__EXTRACTO PROPORCIONADO__.
========================================================================

Vidas cruzadas de héroes y villanos
Mientras a Adolfo Suárez se le llenaba de insultos, el Rey era ensalzado y tenía manga ancha para entrar a saco en los placeres del sexo y las finanzas
El general Franco se lo había sacado de la manga como un rey de la baraja española y ...
El general Franco se lo había sacado de la manga como un rey de la baraja española y lo estaba moldeando a su imagen y semejanza. El príncipe Juan Carlos algo pudo aprender a su sombra. “Era para mí como un padre”, decía. Franco tenía las virtudes menores del ser humano muy desarrolladas, la suspicacia, la desconfianza, la astucia, un olfato de insecto para descubrir el lado más débil y vulnerable de los demás. En cambio, su espíritu le había negado las virtudes mayores, la generosidad, la empatía, la magnanimidad. Mientras Franco no se moría, el príncipe Juan Carlos partía un ladrillo con un golpe con la mano; se daba leñazos contra las cristaleras; se rompía los huesos esquiando; iba y venía en moto enmascarado bajo el casco por las trochas de Segovia, donde estaba de gobernador un tal Adolfo Suárez. La gente no se lo tomaba en serio. Hacía chistes a su costa. Lo que pensara o dejara de pensar no importaba a nadie. Solo Suárez parecía darle importancia a aquel joven príncipe atrabancado.

========================================================================

__PROBLEMA BREVE 1__. Copie textualmente el pasaje del extracto proporcionado que va desde "Vidas cruzadas de" hasta "española y ...".
__PROBLEMA BREVE 2__. Según el extracto proporcionado, ¿dónde estaba de gobernador Adolfo Suárez?

========================================================================

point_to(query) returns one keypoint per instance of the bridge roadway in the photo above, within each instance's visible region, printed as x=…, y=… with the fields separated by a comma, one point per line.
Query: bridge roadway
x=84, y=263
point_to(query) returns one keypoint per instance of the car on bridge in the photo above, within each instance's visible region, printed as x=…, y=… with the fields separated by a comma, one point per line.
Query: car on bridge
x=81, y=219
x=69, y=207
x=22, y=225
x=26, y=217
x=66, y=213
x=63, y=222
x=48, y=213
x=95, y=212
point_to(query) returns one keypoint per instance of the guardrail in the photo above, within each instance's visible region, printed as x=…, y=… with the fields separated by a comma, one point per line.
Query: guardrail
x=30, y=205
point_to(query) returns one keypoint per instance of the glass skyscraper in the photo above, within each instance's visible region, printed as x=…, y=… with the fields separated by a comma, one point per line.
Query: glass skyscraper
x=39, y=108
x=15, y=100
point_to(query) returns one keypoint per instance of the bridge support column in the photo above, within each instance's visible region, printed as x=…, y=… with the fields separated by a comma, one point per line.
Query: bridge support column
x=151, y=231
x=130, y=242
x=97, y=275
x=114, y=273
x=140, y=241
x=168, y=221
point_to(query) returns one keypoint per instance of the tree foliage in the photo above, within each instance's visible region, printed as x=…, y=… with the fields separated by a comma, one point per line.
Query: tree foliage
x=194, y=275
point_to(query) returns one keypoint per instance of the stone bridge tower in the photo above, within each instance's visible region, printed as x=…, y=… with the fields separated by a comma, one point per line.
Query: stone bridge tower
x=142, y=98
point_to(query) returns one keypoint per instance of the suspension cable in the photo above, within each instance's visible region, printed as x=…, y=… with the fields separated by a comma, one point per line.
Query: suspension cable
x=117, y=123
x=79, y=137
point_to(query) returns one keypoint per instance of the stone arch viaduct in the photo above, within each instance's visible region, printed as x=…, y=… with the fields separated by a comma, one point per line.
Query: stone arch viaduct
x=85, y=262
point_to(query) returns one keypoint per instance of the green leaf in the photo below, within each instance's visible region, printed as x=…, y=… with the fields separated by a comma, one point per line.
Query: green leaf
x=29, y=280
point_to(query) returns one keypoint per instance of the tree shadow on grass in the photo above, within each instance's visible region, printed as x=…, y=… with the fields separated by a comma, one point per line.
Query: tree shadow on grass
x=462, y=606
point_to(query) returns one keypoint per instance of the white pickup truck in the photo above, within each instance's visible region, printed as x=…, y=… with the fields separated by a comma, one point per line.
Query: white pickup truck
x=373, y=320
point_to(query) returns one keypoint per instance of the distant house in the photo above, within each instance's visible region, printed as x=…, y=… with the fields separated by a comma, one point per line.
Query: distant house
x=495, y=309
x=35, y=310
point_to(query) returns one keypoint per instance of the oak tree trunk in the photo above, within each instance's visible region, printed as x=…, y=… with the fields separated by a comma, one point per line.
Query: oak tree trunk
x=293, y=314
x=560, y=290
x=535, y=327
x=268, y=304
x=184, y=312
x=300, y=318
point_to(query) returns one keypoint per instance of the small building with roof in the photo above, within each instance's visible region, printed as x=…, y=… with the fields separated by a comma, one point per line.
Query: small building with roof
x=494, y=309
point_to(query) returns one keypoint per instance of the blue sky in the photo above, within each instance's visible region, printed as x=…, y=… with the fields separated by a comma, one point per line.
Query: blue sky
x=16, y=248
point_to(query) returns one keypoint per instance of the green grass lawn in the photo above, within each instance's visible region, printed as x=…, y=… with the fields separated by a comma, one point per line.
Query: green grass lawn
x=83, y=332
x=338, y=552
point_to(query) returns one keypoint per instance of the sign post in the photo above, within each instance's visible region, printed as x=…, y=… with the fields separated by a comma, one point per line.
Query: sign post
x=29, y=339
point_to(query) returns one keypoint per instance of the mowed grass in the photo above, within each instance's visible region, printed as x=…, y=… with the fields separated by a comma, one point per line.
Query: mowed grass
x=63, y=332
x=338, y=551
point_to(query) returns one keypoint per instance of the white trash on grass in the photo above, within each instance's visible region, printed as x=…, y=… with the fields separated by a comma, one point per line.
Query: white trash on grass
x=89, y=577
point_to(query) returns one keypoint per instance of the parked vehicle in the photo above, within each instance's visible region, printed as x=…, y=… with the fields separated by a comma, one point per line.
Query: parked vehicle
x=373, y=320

========================================================================

__RESPUESTA COMPLETA 1__.
Vidas cruzadas de héroes y villanos
Mientras a Adolfo Suárez se le llenaba de insultos, el Rey era ensalzado y tenía manga ancha para entrar a saco en los placeres del sexo y las finanzas
El general Franco se lo había sacado de la manga como un rey de la baraja española y ...

__RESPUESTA COMPLETA 2__. En Segovia.